DOCUMENT SEGMENT:
————————

Crowdsourcing business models are extremely interesting.  From the genius Wikipedia, to the funky Threadless and the popular Tripadvisor. All these applications of collectivity in business related scenarios have many advantages and also some limitations.

Today I wanted to take a minute to ramble about the wisdom (and in this case, creative talent) of the crowds applied to the Advertising industry. We are going to briefly discuss two interesting and fully operational projects on crowdsourcing in advertising: one closer to the traditional advertising agency model, and the second one more online than not.

One of the first times I heard about applying crowdsourcing to advertising was in the Fast Company article “The future of advertising”.

In the article, as Danielle Sacks, the author, insightfully and very methodically dissects the current turmoil within the agency world, I came about the first crowdsourced agency Victor & Spoils. A new project founded by ex Crispin Porter & Bolusky veterans, this agency boasts of leveraging the power of the web and the crowd to deliver just as good creativity as any other “old school” ad agency but, cheaper (although they express it with more enthusiasm in their introductory video). So far the Victor & Spoils agency model seems to be working quite well as it has lured in some high profile brands such as Harley Davidson.

As video establishes itself as a medium in its own right, new businesses and networks that utilise the abundance of the crowds for advertising will gain more importance.

The main selling point behind these new networks is that they can offer a practically unlimited pool of talent at a reduced cost for advertisers. The web offers these networks an abundant array of designers, art directors, strategists, filmmakers, etc, who are in competition with each other to provide the best creative solution for the client’s communications needs. These professionals do not belong inside the company structure and so are only paid on a project by project basis, which reduces salaries and overheads for the crowdsourcing agencies who in turn can command reduced fees.

————————

REQUIREMENTS: Copy out the entire passage on crowdsourcing in advertising word for word.

DATASET SECTION:
————————

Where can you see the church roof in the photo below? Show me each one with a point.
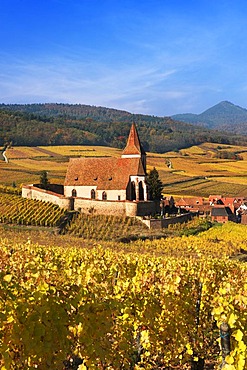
(105, 173)
(133, 146)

————————

EXERCISE OUTPUT:
Crowdsourcing business models are extremely interesting.  From the genius Wikipedia, to the funky Threadless and the popular Tripadvisor. All these applications of collectivity in business related scenarios have many advantages and also some limitations.

Today I wanted to take a minute to ramble about the wisdom (and in this case, creative talent) of the crowds applied to the Advertising industry. We are going to briefly discuss two interesting and fully operational projects on crowdsourcing in advertising: one closer to the traditional advertising agency model, and the second one more online than not.

One of the first times I heard about applying crowdsourcing to advertising was in the Fast Company article “The future of advertising”.

In the article, as Danielle Sacks, the author, insightfully and very methodically dissects the current turmoil within the agency world, I came about the first crowdsourced agency Victor & Spoils. A new project founded by ex Crispin Porter & Bolusky veterans, this agency boasts of leveraging the power of the web and the crowd to deliver just as good creativity as any other “old school” ad agency but, cheaper (although they express it with more enthusiasm in their introductory video). So far the Victor & Spoils agency model seems to be working quite well as it has lured in some high profile brands such as Harley Davidson.

As video establishes itself as a medium in its own right, new businesses and networks that utilise the abundance of the crowds for advertising will gain more importance.

The main selling point behind these new networks is that they can offer a practically unlimited pool of talent at a reduced cost for advertisers. The web offers these networks an abundant array of designers, art directors, strategists, filmmakers, etc, who are in competition with each other to provide the best creative solution for the client’s communications needs. These professionals do not belong inside the company structure and so are only paid on a project by project basis, which reduces salaries and overheads for the crowdsourcing agencies who in turn can command reduced fees.